> WHAT THE TASK ASKS
Reproduce the part of the passage on tanning for dance competitions that opens with "Ah, the tanning" and ends after "and nicely bronzed.", copying it word for word.

> PASSAGE SHOWN
——————
Ah, the tanning . . . one of my least favorite parts of competition prep. However, it is necessary. Most competitions having some form of stage lighting that does wash out natural skin color and leave everyone looking odd. Mostly, though, tanning shows that you care. I have seen events where I could predict that final placings based on the quality of the ladies' tans. That does not mean that the tan matters more than the dancing. Attention to grooming details like tanning normally means attention to details in producing the best dancing, so yes, the winners are virtually always impeccably groomed and nicely bronzed.
There are three main ways of getting tanned up for an event: UV exposure, auto- or self-tanning creams, and paints or stains. I am naturally pale and tend to skip from white to red without stopping anywhere in between, so I don't try tanning under the sun or in a tanning bed. That leaves slathering my skin in something. The paints and stains are a quick way to get really dark, so they are a mainstay of Latin dancers in particular. However, they are messy and easy to sweat off, and I dance ballroom and don't need to be mahogany brown. I stick with the auto-bronzers.
——————
[Referring expression data]
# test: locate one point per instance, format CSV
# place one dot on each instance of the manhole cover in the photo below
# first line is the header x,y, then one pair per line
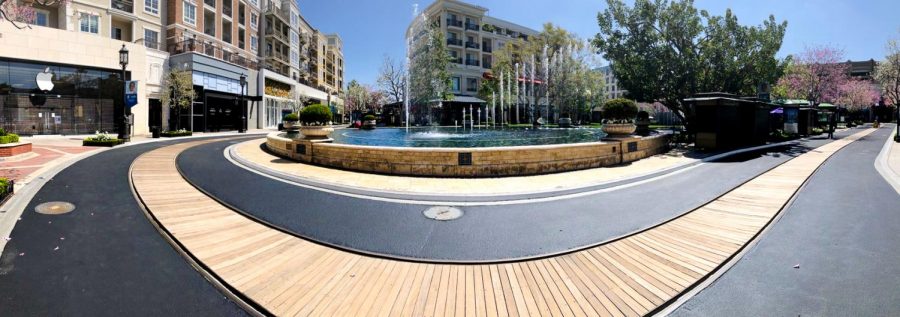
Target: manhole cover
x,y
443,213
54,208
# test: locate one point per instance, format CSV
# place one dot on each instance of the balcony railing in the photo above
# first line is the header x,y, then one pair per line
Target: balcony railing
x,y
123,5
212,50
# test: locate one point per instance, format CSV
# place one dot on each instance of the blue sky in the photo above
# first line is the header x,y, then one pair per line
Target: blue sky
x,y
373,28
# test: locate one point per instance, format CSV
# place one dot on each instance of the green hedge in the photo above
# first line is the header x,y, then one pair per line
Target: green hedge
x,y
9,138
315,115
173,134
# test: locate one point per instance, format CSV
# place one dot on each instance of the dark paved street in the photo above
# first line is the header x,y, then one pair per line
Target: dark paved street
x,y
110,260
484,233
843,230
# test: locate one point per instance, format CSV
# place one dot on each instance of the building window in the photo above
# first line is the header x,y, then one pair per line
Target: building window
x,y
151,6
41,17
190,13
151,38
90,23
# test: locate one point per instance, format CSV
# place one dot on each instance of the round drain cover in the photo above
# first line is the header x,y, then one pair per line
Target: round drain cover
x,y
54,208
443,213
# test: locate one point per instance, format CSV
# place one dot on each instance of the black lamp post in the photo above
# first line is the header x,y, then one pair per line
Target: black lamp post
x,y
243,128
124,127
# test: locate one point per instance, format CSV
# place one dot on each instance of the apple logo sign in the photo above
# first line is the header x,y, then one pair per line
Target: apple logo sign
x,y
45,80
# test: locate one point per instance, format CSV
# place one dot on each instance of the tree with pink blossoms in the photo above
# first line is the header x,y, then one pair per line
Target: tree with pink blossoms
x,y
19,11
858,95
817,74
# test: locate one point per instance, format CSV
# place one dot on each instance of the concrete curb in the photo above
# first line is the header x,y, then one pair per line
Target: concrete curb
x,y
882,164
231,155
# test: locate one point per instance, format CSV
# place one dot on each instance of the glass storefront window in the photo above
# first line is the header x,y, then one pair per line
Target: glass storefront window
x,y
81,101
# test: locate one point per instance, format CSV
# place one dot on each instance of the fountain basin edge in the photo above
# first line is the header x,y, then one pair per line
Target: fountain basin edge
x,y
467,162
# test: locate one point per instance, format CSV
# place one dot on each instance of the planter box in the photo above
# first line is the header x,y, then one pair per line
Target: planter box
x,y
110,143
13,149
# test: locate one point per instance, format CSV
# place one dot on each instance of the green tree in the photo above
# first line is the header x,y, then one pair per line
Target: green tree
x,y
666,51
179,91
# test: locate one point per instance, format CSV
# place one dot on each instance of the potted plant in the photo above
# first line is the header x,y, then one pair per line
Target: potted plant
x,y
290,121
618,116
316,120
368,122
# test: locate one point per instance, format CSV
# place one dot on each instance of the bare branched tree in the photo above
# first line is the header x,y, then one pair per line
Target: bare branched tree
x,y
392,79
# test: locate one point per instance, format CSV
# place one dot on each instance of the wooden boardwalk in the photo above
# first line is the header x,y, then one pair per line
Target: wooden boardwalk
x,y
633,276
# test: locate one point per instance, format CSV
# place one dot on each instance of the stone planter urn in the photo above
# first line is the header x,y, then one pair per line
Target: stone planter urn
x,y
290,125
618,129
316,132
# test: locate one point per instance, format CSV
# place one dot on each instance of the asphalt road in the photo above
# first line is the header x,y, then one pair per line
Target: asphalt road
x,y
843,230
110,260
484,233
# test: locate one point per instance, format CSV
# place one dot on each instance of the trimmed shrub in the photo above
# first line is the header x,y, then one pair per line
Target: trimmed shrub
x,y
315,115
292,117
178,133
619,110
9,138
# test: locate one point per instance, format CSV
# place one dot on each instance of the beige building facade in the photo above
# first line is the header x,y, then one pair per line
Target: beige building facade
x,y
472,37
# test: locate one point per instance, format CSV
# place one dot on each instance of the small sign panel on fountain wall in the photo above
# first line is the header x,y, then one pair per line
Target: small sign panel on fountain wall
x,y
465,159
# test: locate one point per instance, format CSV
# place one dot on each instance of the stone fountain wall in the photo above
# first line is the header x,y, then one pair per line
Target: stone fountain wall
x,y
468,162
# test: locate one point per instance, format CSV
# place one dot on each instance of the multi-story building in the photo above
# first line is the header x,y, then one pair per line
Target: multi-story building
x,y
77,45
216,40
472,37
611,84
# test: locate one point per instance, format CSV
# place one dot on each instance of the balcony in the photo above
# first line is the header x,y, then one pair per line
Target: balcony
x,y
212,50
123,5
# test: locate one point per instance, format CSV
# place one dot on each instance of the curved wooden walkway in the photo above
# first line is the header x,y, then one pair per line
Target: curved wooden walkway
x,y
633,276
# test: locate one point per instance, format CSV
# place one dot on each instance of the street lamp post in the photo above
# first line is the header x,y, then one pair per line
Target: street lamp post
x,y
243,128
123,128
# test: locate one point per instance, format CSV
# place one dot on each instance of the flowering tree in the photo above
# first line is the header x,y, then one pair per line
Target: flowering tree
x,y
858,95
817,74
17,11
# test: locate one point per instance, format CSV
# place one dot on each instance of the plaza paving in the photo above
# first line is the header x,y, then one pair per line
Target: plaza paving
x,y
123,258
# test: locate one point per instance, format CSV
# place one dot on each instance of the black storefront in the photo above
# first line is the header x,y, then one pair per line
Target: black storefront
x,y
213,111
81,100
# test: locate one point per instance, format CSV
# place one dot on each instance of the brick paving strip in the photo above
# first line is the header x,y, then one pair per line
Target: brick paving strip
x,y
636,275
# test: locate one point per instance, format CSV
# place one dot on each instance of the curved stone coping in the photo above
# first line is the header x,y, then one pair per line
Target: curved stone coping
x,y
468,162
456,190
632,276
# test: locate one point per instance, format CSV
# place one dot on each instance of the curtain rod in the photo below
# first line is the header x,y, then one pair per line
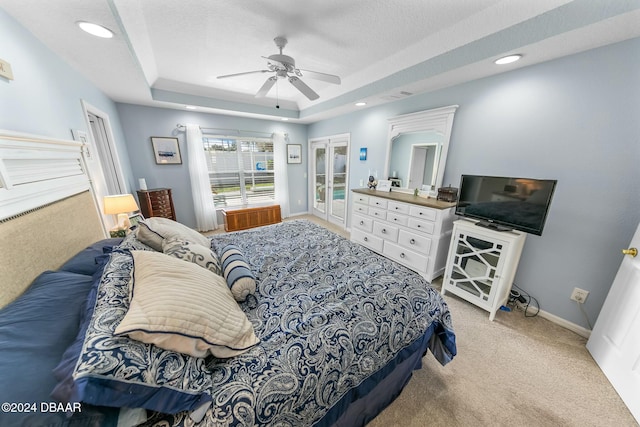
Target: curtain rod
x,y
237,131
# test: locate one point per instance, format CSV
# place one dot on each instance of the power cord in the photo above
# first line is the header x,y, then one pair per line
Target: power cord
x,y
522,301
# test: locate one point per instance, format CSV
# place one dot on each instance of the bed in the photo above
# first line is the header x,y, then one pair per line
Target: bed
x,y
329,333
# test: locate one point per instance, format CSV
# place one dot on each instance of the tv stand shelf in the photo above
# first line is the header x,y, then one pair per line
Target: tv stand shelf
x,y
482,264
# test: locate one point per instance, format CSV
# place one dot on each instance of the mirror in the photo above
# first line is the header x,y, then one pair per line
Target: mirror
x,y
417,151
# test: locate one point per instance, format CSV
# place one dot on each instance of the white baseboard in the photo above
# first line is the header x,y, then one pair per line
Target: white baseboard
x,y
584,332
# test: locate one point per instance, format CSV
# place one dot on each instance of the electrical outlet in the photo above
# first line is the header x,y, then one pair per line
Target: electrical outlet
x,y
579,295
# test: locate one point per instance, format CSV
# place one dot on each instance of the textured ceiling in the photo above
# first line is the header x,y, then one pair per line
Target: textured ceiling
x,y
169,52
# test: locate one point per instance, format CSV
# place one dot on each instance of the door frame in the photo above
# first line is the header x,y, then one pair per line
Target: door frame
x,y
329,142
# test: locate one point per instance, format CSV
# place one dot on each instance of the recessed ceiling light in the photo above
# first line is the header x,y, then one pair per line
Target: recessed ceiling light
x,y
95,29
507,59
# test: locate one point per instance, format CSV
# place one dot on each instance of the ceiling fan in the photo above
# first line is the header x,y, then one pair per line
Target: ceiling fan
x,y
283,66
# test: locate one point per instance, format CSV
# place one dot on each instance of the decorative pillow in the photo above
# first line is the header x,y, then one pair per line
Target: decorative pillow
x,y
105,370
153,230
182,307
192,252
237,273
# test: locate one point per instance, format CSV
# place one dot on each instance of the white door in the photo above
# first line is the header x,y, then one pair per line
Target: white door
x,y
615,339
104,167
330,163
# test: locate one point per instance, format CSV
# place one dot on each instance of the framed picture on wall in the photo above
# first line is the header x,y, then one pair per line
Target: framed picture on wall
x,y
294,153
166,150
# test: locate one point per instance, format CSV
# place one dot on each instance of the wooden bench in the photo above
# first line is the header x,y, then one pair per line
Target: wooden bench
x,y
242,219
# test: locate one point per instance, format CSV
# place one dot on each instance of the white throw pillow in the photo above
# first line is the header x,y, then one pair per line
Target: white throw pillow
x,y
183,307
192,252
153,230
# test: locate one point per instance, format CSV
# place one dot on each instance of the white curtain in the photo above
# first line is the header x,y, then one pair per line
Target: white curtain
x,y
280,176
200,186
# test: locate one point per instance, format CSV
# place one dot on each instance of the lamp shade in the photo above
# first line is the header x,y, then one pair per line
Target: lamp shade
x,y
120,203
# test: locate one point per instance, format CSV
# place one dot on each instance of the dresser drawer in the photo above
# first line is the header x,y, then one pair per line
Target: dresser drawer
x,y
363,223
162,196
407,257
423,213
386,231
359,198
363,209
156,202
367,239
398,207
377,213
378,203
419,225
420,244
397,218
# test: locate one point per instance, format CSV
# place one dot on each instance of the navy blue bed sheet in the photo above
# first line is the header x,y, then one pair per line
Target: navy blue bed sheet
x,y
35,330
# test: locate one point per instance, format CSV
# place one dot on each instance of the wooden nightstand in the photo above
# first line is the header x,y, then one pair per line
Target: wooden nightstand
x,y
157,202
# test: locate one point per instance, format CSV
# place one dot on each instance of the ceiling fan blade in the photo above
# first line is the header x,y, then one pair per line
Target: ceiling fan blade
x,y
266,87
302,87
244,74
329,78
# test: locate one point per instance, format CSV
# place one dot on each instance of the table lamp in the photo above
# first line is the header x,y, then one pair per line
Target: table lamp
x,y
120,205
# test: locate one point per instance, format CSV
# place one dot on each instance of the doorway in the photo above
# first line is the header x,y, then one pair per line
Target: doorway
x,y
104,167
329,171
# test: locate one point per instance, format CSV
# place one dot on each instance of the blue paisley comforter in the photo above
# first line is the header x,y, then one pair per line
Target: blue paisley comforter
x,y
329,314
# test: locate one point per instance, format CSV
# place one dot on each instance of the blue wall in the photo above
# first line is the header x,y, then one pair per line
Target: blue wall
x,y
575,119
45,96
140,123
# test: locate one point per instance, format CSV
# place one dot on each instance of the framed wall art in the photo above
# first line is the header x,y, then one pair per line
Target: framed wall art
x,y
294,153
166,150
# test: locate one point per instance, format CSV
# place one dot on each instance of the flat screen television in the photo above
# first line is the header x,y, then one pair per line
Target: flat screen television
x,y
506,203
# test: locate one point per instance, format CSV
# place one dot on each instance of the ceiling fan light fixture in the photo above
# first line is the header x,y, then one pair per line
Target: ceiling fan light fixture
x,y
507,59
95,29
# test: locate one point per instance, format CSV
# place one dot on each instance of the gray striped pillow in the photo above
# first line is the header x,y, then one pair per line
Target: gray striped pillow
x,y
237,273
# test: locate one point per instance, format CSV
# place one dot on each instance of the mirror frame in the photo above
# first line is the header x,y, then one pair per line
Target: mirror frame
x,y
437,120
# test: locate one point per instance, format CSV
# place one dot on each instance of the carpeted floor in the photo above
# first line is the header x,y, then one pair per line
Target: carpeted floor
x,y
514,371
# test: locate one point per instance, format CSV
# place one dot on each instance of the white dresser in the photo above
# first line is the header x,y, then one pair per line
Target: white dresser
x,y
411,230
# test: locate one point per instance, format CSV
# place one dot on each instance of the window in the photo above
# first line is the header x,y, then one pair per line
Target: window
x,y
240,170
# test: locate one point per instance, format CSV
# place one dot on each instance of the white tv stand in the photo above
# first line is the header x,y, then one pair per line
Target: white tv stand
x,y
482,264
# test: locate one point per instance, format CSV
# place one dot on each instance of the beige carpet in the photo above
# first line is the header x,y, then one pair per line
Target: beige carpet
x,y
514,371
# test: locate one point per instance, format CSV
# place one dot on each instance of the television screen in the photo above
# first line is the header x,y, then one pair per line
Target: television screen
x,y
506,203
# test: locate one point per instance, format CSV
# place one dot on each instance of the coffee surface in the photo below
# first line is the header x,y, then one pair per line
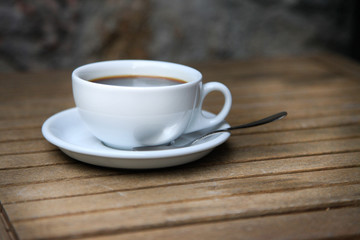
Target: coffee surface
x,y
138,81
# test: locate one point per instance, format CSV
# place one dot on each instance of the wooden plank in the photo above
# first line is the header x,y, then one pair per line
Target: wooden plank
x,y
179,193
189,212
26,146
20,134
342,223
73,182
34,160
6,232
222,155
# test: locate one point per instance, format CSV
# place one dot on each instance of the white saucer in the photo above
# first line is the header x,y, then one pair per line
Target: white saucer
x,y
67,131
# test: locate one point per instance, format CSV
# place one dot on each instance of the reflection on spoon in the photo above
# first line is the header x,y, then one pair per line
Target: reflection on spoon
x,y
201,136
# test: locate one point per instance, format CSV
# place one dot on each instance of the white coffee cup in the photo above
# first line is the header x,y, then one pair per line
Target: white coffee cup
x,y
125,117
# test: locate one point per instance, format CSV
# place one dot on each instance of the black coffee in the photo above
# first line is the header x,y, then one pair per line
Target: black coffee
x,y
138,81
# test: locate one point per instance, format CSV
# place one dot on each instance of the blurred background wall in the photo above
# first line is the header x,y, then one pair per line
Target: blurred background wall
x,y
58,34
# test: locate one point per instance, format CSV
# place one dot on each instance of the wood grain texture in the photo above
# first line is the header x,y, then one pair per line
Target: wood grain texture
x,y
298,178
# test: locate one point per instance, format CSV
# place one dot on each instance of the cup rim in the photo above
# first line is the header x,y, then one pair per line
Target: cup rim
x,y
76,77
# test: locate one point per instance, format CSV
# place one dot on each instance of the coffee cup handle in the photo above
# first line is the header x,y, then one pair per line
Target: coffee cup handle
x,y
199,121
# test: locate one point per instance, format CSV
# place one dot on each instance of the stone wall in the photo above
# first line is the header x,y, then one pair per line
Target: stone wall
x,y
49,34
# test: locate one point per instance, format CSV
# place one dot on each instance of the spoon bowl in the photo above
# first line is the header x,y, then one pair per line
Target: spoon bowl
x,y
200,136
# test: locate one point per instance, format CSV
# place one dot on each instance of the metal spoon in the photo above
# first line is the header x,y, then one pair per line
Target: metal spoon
——————
> TASK SOLUTION
Ah, the tanning . . . one of my least favorite parts of competition prep. However, it is necessary. Most competitions having some form of stage lighting that does wash out natural skin color and leave everyone looking odd. Mostly, though, tanning shows that you care. I have seen events where I could predict that final placings based on the quality of the ladies' tans. That does not mean that the tan matters more than the dancing. Attention to grooming details like tanning normally means attention to details in producing the best dancing, so yes, the winners are virtually always impeccably groomed and nicely bronzed.